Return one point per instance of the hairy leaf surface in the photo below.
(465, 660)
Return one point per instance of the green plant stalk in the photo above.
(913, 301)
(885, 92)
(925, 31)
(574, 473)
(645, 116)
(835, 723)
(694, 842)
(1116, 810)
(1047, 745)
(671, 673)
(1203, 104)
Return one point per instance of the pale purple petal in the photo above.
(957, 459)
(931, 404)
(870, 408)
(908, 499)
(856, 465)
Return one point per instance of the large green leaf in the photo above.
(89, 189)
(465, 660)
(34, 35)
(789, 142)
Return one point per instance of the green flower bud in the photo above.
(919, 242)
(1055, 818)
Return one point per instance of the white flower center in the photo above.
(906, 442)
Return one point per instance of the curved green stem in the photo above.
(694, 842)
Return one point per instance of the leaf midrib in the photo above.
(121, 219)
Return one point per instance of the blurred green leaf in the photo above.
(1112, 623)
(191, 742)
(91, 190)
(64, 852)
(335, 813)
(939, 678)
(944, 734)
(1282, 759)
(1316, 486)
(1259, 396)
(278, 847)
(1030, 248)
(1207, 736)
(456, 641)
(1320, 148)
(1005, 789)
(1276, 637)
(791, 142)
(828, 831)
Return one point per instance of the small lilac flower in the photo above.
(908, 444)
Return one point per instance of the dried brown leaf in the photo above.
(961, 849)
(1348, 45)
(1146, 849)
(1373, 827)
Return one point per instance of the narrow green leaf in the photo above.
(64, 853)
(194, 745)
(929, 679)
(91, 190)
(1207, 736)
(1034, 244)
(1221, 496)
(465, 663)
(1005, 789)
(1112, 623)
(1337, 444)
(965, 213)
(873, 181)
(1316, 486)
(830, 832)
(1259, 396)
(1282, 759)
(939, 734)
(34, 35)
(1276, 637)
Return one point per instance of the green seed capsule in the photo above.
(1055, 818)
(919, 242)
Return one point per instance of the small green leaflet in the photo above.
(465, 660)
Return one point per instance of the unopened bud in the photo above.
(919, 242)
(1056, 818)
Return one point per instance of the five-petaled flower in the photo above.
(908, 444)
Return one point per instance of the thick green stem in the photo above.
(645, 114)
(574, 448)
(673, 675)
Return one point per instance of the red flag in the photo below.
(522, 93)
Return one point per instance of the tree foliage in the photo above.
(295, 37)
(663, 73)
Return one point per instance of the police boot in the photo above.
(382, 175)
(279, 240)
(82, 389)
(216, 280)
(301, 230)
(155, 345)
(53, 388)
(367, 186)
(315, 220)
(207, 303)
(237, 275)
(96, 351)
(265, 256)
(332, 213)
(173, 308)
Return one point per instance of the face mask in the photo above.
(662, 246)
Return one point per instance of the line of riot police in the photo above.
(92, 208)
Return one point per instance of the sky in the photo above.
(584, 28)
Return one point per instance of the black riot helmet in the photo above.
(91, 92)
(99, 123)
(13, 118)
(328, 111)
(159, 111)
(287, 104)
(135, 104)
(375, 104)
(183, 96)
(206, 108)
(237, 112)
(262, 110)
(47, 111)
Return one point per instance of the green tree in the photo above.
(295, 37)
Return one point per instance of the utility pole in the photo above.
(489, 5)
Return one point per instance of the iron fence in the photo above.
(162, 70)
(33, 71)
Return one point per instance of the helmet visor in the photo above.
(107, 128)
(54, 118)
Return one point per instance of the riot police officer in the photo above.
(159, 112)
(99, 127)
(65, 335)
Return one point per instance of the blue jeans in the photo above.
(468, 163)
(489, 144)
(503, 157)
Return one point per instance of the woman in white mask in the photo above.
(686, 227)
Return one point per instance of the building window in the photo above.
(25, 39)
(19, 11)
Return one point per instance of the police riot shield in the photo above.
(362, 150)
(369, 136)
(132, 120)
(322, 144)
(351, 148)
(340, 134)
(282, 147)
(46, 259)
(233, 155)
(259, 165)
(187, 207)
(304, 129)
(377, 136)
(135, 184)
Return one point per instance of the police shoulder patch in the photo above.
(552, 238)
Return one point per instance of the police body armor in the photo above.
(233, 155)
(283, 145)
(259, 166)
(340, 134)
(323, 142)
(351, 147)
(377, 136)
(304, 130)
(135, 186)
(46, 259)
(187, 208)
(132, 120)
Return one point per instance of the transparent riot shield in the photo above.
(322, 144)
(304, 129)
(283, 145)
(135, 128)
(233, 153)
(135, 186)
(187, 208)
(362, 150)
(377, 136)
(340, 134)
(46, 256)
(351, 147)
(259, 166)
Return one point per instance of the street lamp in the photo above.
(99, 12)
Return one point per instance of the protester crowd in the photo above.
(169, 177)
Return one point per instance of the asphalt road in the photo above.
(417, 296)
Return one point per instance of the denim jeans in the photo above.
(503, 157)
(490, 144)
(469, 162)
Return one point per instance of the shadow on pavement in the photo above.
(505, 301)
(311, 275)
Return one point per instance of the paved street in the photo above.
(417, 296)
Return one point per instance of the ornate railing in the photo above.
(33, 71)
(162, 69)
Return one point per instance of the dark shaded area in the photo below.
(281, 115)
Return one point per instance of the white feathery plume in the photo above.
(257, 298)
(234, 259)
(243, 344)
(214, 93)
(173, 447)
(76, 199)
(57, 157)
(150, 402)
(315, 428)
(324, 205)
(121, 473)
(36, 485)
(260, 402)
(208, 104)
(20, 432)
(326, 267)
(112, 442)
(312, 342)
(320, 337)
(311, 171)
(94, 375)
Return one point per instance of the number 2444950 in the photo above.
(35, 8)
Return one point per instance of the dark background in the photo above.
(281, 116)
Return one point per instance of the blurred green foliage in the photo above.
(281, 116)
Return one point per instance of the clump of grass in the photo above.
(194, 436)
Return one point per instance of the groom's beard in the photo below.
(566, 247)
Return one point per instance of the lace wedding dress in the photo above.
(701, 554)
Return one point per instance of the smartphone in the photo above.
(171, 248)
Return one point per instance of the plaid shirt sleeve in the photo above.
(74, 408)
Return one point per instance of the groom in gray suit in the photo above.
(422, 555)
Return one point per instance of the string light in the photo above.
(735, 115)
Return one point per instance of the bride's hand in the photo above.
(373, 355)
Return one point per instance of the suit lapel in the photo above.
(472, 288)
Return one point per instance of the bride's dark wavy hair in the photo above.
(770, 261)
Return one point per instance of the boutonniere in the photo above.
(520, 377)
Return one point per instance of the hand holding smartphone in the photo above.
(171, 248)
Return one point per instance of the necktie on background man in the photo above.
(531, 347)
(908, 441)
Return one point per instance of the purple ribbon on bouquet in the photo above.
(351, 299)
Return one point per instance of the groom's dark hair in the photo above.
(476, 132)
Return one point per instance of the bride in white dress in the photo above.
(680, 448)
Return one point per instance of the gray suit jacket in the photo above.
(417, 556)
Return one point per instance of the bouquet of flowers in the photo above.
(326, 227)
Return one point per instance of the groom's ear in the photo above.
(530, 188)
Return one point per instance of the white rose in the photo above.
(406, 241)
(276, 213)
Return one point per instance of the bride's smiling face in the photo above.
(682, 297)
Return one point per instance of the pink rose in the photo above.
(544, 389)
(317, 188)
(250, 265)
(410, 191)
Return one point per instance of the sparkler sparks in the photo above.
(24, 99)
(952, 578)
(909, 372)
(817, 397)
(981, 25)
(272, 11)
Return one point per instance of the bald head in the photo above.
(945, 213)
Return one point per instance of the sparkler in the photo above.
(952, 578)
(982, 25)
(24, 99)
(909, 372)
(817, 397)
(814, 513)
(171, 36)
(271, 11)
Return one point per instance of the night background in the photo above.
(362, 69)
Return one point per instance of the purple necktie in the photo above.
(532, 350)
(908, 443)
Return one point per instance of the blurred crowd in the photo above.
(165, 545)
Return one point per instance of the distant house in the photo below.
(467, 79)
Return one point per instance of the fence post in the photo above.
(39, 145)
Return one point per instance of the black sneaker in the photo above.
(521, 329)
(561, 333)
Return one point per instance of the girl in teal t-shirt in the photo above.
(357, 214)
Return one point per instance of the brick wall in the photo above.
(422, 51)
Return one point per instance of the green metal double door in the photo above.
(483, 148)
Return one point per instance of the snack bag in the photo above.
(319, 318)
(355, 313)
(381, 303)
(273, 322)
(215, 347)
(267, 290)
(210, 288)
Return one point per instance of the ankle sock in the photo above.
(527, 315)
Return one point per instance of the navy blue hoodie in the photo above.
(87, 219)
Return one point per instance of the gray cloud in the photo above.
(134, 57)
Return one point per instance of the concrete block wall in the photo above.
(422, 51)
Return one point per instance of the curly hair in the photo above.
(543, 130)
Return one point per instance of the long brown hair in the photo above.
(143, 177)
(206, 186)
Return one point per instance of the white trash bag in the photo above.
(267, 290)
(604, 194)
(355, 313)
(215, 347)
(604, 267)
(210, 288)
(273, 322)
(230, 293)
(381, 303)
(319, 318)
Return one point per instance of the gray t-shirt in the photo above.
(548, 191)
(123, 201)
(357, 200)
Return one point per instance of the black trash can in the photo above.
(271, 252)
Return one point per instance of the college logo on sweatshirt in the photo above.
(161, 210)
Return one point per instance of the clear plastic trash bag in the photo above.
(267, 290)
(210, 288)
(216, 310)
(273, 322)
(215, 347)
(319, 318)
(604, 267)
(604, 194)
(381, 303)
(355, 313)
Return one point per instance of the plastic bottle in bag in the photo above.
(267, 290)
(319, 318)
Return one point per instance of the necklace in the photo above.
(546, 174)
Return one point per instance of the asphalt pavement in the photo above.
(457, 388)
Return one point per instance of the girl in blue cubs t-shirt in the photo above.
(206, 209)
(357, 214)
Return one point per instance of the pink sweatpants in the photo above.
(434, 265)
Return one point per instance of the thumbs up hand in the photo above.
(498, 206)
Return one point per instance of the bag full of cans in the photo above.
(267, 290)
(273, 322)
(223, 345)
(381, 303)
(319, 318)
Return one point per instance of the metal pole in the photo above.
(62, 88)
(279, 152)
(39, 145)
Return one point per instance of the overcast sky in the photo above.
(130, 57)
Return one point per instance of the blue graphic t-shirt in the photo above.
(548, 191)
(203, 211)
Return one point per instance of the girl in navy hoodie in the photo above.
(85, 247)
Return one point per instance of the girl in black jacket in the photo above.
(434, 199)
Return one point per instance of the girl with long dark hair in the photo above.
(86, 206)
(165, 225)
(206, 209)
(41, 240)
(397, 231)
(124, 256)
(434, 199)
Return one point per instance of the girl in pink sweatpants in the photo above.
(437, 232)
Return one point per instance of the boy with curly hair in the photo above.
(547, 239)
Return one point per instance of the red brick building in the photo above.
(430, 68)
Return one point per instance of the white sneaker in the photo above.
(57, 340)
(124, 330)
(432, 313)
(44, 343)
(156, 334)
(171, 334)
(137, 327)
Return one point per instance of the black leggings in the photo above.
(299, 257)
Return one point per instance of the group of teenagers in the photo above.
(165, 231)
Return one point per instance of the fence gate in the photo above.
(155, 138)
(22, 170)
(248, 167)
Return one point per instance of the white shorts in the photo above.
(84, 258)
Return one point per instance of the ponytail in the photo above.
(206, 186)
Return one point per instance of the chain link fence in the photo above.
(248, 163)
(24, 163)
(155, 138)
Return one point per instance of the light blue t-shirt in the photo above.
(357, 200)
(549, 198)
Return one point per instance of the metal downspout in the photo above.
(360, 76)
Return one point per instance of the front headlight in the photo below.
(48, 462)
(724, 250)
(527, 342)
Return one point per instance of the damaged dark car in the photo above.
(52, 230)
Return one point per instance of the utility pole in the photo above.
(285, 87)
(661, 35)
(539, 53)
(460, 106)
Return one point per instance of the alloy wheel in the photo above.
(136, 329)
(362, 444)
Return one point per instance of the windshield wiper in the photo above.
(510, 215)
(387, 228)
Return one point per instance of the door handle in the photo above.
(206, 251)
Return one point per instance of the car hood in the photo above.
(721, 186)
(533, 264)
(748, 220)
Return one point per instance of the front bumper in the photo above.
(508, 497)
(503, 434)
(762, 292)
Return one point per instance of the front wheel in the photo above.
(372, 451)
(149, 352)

☆ ☆ ☆

## What is needed
Copy the data above, from its very first line down to and including the line with "(1203, 104)", with no changes.

## Final answer
Return one point per instance of the hairy leaf surface in the photo below.
(465, 660)
Return one point per instance of the green plant stalk in the photo above.
(913, 301)
(885, 92)
(925, 31)
(574, 473)
(645, 116)
(835, 723)
(694, 842)
(1116, 810)
(1047, 745)
(671, 673)
(1203, 104)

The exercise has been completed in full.